Excerpt provided>
Introduction: Unexplained infertility accounts for approximately 10–30% of infertility cases in women undergoing assisted reproductive technologies. Recent research highlights the potential role of the vaginal microbiota in modulating reproductive outcomes. A predominance of Lactobacillus species is generally associated with favorable gynecological health, whereas microbial dysbiosis may negatively impact implantation and pregnancy rates. This study aimed to assess the correlation between vaginal microbiota composition and in vitro fertilization (IVF) success in women with unexplained infertility. Materials and Methods: A prospective observational study was conducted involving 100 women aged 25–38 years diagnosed with unexplained infertility and scheduled for IVF treatment. Vaginal swabs were collected prior to controlled ovarian hyperstimulation. Microbiota profiling was performed using 16S rRNA gene sequencing. Patients were categorized into Lactobacillus-dominant (Group A, n=58) and non-Lactobacillus-dominant (Group B, n=42) based on microbial diversity. IVF outcomes, including fertilization rate, implantation rate, and clinical pregnancy rate, were compared between groups. Statistical analysis was performed using chi-square and t-tests with p<0.05 considered significant. Results: Group A exhibited significantly higher clinical pregnancy rates (56.9%) compared to Group B (28.6%) (p=0.004). The implantation rate was also notably greater in the Lactobacillus-dominant group (41.3% vs 22.5%; p=0.03). No significant difference was observed in fertilization rates between the two groups (83.2% vs 81.1%; p=0.21). Alpha diversity indices revealed increased microbial heterogeneity in Group B, often characterized by Gardnerella, Atopobium, and Prevotella species. Conclusion: A Lactobacillus-dominant vaginal microbiota is positively associated with higher implantation and pregnancy rates in women with unexplained infertility undergoing IVF. Vaginal microbial profiling may serve as a non-invasive prognostic tool for IVF success and guide potential microbiome-modulating interventions.
Unexplained infertility, defined as the absence of an identifiable cause despite comprehensive evaluation of ovulatory function, tubal patency, and semen analysis, affects approximately 10–30% of couples seeking fertility treatment (1). Despite advancements in assisted reproductive technologies (ART), particularly in vitro fertilization (IVF), success rates among women with unexplained infertility remain variable and often suboptimal (2). Recently, the composition of the vaginal microbiota has emerged as a potential factor influencing reproductive outcomes, including IVF success (3).
The vaginal ecosystem is predominantly colonized by Lactobacillus species, which contribute to a low pH environment and suppress the growth of pathogenic bacteria through lactic acid production and other antimicrobial mechanisms (4). A shift from Lactobacillus-dominance to a more diverse microbial composition—commonly referred to as dysbiosis—has been linked to adverse gynecological conditions such as bacterial vaginosis, preterm labor, and implantation failure (5,6). Studies suggest that such microbial imbalances may also interfere with endometrial receptivity, embryo implantation, and pregnancy maintenance (7).

Natural-language object grounding data:
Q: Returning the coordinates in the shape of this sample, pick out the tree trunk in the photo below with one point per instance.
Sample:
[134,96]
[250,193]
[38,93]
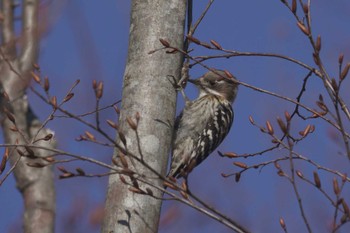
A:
[149,91]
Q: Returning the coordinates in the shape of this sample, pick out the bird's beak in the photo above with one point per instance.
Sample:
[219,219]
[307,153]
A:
[194,81]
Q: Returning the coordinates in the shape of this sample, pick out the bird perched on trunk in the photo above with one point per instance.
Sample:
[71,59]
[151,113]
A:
[203,123]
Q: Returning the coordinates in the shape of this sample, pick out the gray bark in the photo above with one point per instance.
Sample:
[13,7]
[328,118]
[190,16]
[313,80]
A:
[35,184]
[149,91]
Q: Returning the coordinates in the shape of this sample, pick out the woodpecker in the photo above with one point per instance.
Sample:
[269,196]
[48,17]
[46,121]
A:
[203,123]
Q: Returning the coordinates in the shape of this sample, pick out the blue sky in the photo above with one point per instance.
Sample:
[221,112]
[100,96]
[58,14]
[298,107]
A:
[87,40]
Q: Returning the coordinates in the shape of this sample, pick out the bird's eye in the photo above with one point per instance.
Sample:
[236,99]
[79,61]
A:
[213,82]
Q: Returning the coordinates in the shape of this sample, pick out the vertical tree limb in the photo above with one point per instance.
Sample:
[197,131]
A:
[35,184]
[147,90]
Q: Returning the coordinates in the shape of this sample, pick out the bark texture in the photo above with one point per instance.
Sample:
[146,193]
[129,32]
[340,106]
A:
[147,90]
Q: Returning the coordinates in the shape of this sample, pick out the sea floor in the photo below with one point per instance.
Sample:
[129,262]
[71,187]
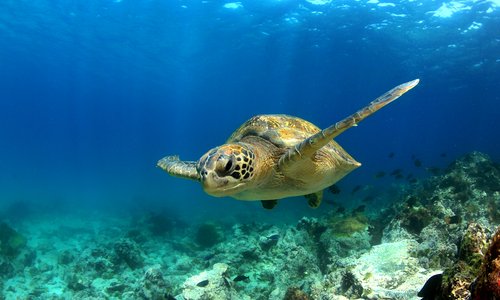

Task item>
Answer these questions using the study on vaginal microbiota and IVF above:
1. What clinical pregnancy rate did Group B have?
2. Which three areas must a comprehensive evaluation cover before infertility is defined as unexplained?
3. How do Lactobacillus species suppress the growth of pathogenic bacteria?

Response box>
1. 28.6%
2. Ovulatory function, tubal patency, and semen analysis.
3. Through lactic acid production and other antimicrobial mechanisms.